Your instructions
Beginning at the line that contains "of the number" and ending at the last line of the entries, write out each line exactly; include nothing outside that span.

Point annotation dataset records:
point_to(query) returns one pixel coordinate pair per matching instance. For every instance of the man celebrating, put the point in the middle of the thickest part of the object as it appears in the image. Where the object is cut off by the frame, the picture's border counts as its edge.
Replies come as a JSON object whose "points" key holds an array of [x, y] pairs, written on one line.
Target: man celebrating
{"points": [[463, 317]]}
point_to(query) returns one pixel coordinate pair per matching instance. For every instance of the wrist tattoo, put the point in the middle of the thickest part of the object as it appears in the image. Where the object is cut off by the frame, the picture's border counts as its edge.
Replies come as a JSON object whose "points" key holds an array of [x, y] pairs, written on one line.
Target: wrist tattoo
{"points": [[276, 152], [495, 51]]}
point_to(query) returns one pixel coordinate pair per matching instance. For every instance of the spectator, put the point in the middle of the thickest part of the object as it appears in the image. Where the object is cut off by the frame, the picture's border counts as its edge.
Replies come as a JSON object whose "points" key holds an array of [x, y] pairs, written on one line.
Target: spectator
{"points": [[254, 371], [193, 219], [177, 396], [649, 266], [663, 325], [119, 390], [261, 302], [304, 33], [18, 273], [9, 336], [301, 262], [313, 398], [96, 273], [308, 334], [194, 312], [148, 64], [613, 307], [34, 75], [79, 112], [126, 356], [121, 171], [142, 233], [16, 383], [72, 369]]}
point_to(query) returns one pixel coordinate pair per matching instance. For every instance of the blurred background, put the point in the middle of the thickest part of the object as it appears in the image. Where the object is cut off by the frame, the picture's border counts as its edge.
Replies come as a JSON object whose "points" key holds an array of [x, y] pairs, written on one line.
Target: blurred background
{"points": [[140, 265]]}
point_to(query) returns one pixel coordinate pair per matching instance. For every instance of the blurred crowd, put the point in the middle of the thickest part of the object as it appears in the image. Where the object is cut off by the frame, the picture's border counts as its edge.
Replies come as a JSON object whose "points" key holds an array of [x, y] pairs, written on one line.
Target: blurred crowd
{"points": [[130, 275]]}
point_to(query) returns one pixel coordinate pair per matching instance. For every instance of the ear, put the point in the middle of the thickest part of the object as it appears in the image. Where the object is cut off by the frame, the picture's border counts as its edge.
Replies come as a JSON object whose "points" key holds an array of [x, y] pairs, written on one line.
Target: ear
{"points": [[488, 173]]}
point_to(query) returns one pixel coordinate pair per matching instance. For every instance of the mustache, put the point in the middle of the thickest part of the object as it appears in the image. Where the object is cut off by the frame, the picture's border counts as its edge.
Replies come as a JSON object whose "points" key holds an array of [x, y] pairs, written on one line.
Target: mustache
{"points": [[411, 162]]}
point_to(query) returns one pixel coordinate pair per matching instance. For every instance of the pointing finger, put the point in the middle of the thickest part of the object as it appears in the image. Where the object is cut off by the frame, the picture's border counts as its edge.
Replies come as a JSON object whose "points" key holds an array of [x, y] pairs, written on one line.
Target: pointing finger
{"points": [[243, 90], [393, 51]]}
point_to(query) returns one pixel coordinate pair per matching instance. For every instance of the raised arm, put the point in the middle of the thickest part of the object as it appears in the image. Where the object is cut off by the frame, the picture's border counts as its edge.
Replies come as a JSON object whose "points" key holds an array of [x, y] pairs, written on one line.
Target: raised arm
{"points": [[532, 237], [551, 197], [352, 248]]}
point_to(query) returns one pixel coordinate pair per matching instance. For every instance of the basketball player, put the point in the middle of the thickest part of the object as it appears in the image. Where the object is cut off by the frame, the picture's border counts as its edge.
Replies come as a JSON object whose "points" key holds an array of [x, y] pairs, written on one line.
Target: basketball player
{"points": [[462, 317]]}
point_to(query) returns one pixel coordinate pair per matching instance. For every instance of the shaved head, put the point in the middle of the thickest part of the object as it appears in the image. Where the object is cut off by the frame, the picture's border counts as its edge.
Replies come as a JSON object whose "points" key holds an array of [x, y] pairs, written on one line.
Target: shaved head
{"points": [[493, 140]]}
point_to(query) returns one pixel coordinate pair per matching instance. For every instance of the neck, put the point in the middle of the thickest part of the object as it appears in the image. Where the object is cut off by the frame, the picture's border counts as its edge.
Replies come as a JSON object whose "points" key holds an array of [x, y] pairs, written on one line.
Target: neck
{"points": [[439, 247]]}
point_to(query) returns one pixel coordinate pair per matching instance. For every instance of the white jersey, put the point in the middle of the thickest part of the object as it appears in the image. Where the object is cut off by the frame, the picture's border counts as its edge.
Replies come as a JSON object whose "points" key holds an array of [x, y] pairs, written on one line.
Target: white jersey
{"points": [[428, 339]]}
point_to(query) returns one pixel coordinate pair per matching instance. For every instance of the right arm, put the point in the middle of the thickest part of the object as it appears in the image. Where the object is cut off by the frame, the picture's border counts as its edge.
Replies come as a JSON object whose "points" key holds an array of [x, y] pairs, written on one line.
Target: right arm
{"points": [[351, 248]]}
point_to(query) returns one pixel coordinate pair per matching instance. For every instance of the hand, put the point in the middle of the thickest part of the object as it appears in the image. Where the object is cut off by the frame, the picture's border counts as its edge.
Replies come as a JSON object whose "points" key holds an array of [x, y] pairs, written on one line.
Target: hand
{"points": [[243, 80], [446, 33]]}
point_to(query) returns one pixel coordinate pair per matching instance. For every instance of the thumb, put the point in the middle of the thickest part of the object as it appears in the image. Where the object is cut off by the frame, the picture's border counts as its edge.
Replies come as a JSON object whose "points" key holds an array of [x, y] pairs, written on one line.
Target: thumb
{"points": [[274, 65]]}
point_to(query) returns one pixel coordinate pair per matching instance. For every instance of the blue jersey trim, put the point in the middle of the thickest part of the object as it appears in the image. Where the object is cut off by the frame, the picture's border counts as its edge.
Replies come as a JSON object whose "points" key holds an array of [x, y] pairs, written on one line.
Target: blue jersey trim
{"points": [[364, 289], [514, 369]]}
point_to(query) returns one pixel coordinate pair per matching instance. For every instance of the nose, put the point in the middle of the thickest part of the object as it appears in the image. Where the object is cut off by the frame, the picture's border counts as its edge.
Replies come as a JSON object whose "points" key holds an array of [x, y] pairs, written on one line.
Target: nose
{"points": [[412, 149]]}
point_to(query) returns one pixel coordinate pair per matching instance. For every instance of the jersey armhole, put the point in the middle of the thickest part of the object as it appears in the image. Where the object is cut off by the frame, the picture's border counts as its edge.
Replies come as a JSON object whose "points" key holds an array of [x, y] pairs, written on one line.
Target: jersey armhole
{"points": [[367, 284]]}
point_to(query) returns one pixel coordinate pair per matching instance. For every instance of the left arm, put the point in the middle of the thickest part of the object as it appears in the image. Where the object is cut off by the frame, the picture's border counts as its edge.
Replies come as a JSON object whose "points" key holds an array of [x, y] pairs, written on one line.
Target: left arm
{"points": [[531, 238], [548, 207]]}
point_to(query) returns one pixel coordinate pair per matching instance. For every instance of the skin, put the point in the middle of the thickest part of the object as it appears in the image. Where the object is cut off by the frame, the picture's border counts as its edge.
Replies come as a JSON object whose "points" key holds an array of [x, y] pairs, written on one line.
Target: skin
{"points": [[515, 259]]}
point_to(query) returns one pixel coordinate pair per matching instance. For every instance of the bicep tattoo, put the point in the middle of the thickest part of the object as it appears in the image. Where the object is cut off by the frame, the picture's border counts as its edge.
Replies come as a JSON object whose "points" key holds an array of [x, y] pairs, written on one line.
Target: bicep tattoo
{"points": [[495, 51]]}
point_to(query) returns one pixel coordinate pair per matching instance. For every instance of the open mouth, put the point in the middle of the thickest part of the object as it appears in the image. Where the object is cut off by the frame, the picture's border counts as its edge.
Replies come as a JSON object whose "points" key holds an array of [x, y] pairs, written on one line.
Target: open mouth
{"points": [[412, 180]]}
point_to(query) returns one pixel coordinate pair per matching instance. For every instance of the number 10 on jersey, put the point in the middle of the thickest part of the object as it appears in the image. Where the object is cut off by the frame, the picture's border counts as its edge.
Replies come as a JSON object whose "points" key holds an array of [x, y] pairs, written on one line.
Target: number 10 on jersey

Finished answer
point_to(query) returns one pixel coordinate pair per matching instance. For every instance of the number 10 on jersey, put the point in the middle of the thickest part of the object as it appears in the image. Where the object is cut off by the frame, the picture's border counts as its edge.
Replies come as a JSON object whose "points" key holds an array of [x, y] pairs, written on one line.
Target: number 10 on jersey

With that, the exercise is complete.